BEGIN Page text

Metalplant Exits Stealth, Announces Novel Technology Combining Nickel Phytomining With Enhanced Rock Weathering To Produce Nickel And CDR

Enhanced rock weathering (ERW) is turning into one of the hottest areas of carbon removal at the moment. The latest addition to the field is called Metalplant and the startup, coming out of stealth mode today, has an interesting twist that it thinks will allow it to scale rapidly and at a low cost – the company uses special hyperaccumulating plants to recover nickel from the soils that is released as their minerals weather.

“The goal of Metalplant is to help us overcome the problem of nickel being released during enhanced weathering, and by recovering pure nickel from the plant tissues, we can turn nickel from a weakness of the weathering process, into an economically valuable strength,” said Eric Matzner, CEO and one of three Co-Founders of Metalplant.

Eric Matzner is no stranger to the ins and outs of enhanced weathering with olivine, having previously started the non-profit, Project Vesta, which later became the coastal enhanced weathering company, Vesta. Metalplant is looking at enhanced weathering on land and through a new lens, building what Matzner claims are the world’s first “dedicated enhanced weathering commercial farms” because even though they are farming for nickel, their farms are engineered around the primary mission of carbon dioxide removal.

END Page text
BEGIN Given records

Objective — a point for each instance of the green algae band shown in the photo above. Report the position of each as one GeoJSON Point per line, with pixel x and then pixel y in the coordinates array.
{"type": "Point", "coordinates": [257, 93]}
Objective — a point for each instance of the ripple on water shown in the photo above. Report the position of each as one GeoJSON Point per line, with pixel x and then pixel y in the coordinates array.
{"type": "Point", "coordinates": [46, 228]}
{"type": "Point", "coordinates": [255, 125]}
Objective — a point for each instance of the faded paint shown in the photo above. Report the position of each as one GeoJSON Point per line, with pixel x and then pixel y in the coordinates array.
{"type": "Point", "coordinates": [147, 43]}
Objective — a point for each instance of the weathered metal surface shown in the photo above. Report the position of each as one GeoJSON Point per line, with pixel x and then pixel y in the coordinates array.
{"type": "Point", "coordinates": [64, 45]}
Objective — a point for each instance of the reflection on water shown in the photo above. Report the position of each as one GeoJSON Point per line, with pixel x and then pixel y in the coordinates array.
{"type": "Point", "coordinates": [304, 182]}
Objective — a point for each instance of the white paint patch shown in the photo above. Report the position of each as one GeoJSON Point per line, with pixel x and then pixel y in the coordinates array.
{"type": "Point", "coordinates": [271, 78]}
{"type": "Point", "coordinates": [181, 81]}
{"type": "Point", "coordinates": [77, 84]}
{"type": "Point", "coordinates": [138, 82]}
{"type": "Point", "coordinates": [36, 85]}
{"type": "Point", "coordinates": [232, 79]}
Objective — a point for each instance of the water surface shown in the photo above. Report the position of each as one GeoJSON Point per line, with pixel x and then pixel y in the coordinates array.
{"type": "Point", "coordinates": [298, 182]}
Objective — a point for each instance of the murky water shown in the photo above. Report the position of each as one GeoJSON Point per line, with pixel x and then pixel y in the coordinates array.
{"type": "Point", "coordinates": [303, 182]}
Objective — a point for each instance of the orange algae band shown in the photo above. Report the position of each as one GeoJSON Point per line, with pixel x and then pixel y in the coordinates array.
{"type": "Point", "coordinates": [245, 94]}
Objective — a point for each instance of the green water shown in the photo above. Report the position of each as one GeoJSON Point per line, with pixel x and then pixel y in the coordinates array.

END Given records

Your tasks:
A. In the Metalplant article, why does the company grow plants that recover nickel from the soil? Answer in one to three sentences.
B. Copy word for word everything in the Metalplant article from "Enhanced rock weathering (ERW)" down to "their minerals weather.".

Solution set:
A. Minerals release nickel into the soil as they weather, which is a problem for enhanced weathering. By recovering pure nickel from the plant tissues, Metalplant aims to turn that weakness into an economically valuable strength.

B.
Enhanced rock weathering (ERW) is turning into one of the hottest areas of carbon removal at the moment. The latest addition to the field is called Metalplant and the startup, coming out of stealth mode today, has an interesting twist that it thinks will allow it to scale rapidly and at a low cost – the company uses special hyperaccumulating plants to recover nickel from the soils that is released as their minerals weather.